_Raw data_:

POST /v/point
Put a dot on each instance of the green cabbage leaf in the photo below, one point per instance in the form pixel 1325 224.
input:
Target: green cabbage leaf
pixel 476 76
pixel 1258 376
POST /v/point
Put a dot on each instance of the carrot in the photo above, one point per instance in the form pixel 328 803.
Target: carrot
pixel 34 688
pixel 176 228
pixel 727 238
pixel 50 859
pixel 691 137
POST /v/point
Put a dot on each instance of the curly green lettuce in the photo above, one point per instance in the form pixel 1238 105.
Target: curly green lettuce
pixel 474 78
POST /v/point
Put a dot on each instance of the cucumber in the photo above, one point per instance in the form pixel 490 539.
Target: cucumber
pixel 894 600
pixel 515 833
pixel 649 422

_What you will do_: Could you retype every record above exactly as it appears?

_Reply to the task_:
POST /v/point
Put a dot on each instance of the green cabbage leaf in the photo below, one point per instance in the form pixel 1325 224.
input:
Target: green cabbage leaf
pixel 476 76
pixel 1258 376
POST /v/point
Put a dot on each instance of the carrot in the photo above, one point per instance in the form pixel 328 803.
Target: carrot
pixel 34 688
pixel 176 228
pixel 727 238
pixel 50 859
pixel 691 137
POST /v/point
Put a dot on each instance of the curly green lettuce in the photo above, one point per instance in the form pixel 1238 105.
Target: curly green lettuce
pixel 474 78
POST /v/point
Put a dot on each instance of the cucumber in the photo above, one point per instance in the form pixel 490 539.
Target: cucumber
pixel 894 600
pixel 515 833
pixel 649 422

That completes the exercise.